● **Source text**:

- - - - -

I’m plotting…lunch. I made such a haul on Saturday at the Ferry Plaza even though I confined myself to soft foods owing to a recent dental nightmare.
Yesterday, I breakfasted on fresh anchovies, which I’d never cooked and only rarely even seen. The night before, I consulted Peterson’sFish and ShellfishJoy of Cooking of seafood cookbooks) and Cronin, Harlow, and Johnson’s California Seafood Cookbook, both of which said first choice was to grill them. Oh puhleez. Both grudgingly admitted that they could be floured and sautéed.

Unfortunately, they were “round,” which may be my favorite euphemism. So the pleasure of eating them was preceded by the tedium of cleaning many small disgusting things. However, with practice, I found that if I just ripped the head off, most of the innards were pulled out with it, especially if I pre-slit the belly. I got a skillet hot with a little oil in it, shook the anchovies with flour and salt and pepper, and dumped ’em in. Then just turned them over a couple of times, pitched them out onto a plate, and ate. They were very good. Then I was stuck with this skillet with a little anchovy flavored oil in it, so I sliced up this real tired potato and sautéed it, a treat I haven’t had in ages.

For a breakfast dessert I had strawberries. On Saturday I had happened to glance at some strawberries at a vendor I don’t normally use whose name I can’t remember and thought, “Migod! Those look like they might be Chandlers.” So I asked. They were. And even though I’d already bought a basket of the currently popular mutants from Sr. Yerena, I also bought a basket of the Chandlers. After I had eaten the potatoes, I sampled one. Then I ate the entire box without stopping. I had forgot how good they are. If you don’t know Chandlers, they look more “pointy” because the ratio of length to diameter is greater than the ones more commonly grown now. More importantly, they’re a lot smaller. Watch for them.

For lunch/dinner I had a chowder made with fresh scallops that was mostly scallops, potatoes (the rest of the tired ones), and cream sauce. Oh, that’s such a fine dish.

Tomorrow, continuing to eat in order of imminent spoilage, I will have for brunch a medley of pheasant sausage, avocado, and hothouse Early Girls that are so close to real summer tomatoes that you can hardly tell the difference…especially if you haven’t had a real summer tomato since last fall.
For supper, there will be a dish I concocted last week in the full throes of dental pain: “Petits Pois ®Frito.” Take a bag of what we used to call “English peas” that the Mouas have shelled out for you, cook with onion to the overdone and mushy stage, pour a piping hot cup or two into a bowl containing a handful of Original Fritos. Let set for a moment, and gum it all down. You need none of your dental prostheses for this dish, and yet it’s a rich combination of deliciousness and balanced proteins.

- - - - -

(Extracted records)

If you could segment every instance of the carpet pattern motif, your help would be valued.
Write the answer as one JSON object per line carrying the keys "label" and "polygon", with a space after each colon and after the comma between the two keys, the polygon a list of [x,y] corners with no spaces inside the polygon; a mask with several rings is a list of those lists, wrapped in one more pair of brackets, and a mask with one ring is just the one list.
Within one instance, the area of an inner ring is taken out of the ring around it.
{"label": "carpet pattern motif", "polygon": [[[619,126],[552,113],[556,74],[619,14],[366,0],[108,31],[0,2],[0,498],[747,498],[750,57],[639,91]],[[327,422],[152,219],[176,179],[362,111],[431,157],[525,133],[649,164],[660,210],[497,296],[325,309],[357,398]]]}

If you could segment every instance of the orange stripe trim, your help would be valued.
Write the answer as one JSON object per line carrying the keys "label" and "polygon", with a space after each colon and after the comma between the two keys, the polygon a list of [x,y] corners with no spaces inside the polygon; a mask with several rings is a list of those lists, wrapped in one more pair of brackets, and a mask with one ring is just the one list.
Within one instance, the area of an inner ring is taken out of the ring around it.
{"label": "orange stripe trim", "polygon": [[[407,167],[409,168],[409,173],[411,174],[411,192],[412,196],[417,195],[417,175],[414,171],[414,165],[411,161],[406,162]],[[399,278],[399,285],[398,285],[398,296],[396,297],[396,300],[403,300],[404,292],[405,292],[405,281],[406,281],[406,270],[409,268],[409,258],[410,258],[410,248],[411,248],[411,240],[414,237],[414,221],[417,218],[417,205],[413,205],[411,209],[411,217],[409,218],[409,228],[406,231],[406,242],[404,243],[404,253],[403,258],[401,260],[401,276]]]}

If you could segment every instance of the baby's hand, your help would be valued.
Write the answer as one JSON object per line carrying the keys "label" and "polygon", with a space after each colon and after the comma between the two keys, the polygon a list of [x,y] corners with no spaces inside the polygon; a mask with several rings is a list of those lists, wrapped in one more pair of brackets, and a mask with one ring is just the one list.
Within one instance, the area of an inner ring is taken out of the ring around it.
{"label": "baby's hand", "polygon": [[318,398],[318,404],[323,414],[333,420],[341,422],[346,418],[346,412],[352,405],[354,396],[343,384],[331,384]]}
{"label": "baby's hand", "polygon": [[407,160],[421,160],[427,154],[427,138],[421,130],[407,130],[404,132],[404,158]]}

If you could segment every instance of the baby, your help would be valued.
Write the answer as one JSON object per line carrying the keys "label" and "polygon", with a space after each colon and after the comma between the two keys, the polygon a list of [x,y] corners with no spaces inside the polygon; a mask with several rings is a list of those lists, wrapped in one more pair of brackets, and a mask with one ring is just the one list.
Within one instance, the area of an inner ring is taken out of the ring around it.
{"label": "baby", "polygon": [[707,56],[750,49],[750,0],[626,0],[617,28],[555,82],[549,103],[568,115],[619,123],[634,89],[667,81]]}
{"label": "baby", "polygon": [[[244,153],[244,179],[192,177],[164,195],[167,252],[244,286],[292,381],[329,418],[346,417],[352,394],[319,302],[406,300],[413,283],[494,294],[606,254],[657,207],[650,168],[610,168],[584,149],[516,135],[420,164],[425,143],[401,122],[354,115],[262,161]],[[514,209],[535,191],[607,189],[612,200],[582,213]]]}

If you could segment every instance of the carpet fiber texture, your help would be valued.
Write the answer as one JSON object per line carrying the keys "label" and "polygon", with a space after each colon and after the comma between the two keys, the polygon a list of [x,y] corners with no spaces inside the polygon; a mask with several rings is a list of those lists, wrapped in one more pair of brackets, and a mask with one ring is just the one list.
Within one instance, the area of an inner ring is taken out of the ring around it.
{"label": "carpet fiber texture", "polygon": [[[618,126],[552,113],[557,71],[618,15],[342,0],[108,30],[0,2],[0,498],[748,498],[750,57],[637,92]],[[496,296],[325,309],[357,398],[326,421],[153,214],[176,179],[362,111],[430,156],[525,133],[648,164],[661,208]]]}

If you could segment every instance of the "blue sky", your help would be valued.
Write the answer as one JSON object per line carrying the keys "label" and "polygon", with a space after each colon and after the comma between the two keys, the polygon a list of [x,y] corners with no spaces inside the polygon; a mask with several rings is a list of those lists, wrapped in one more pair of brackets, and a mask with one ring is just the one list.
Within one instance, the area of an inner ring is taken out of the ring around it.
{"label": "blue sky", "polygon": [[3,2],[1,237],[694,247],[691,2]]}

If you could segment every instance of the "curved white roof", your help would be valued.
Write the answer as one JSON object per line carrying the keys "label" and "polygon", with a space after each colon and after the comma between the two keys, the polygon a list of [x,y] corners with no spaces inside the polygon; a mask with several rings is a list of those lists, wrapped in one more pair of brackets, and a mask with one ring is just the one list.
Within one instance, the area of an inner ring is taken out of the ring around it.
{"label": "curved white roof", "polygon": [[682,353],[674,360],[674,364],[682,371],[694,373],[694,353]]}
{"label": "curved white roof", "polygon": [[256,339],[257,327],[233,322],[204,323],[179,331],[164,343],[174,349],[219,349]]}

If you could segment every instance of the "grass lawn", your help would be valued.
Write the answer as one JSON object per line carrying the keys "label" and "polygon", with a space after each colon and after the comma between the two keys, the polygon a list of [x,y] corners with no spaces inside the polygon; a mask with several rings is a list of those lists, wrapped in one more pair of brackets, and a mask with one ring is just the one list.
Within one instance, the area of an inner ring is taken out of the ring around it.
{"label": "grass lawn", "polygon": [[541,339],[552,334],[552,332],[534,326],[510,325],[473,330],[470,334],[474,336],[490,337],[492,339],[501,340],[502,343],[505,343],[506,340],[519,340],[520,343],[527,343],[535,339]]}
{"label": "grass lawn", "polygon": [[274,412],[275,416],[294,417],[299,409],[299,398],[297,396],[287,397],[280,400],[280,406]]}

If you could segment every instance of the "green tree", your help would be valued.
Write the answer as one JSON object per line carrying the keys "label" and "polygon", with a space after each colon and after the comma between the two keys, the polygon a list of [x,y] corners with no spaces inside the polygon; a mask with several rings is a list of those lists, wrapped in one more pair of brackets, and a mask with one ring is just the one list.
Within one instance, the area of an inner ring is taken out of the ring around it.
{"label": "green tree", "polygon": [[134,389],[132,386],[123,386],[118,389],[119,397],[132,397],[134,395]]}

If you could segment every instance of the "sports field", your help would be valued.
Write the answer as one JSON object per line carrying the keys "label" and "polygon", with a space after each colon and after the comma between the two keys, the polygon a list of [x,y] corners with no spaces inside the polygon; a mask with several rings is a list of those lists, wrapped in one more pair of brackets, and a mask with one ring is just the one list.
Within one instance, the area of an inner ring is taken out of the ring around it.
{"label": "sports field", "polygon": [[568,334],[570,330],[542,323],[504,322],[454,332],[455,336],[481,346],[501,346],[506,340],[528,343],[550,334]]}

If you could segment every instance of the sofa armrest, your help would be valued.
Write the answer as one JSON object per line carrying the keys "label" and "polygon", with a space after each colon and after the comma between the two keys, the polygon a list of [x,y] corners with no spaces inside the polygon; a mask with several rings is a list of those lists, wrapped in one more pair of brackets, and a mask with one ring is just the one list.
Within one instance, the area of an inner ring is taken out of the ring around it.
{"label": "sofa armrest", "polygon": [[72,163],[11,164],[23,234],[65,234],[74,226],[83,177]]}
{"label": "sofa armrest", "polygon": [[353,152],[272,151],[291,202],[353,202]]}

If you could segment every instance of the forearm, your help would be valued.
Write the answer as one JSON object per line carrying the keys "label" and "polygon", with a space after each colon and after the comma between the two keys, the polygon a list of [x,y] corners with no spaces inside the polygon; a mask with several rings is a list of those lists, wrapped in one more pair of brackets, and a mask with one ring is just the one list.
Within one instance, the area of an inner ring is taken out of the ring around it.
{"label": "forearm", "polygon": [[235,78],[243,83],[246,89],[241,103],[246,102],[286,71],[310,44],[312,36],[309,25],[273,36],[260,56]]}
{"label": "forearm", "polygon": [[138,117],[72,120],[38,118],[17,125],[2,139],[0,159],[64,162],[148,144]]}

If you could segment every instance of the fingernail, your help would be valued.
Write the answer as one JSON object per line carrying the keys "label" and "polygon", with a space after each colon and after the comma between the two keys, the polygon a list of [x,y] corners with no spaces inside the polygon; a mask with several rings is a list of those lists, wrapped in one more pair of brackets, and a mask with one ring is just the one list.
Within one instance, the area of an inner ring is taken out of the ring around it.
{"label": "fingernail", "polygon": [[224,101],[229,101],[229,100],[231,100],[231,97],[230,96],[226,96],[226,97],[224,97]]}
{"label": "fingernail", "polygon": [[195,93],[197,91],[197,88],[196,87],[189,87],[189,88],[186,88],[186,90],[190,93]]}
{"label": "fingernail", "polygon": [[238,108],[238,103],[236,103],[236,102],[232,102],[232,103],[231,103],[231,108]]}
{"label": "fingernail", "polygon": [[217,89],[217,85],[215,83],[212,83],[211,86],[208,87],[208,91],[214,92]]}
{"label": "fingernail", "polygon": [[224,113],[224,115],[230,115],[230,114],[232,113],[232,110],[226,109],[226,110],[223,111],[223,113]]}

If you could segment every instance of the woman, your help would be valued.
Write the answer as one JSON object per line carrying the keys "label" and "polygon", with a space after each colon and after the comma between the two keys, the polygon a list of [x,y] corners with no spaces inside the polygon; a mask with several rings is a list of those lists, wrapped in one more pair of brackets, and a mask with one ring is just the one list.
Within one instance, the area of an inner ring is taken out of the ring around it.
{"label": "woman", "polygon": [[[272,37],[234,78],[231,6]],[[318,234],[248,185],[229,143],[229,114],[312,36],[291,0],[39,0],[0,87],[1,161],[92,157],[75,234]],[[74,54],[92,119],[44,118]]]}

- - - - -

● **Work task 1**:
What ingredients does the text about the meals call for in the "Petits Pois ®Frito" dish?
● **Work task 2**:
According to the text about the meals, why did the writer sauté the potato after eating the anchovies?
● **Work task 3**:
From the text about the meals, reproduce the stretch from "Tomorrow, continuing to" through "since last fall.".

● **Solution 1**:
- Shelled English peas
- Onion
- Original Fritos

● **Solution 2**:
After the anchovies, the skillet still held a little anchovy-flavored oil, so the writer sliced a tired potato and sautéed it in that oil.

● **Solution 3**:
Tomorrow, continuing to eat in order of imminent spoilage, I will have for brunch a medley of pheasant sausage, avocado, and hothouse Early Girls that are so close to real summer tomatoes that you can hardly tell the difference…especially if you haven’t had a real summer tomato since last fall.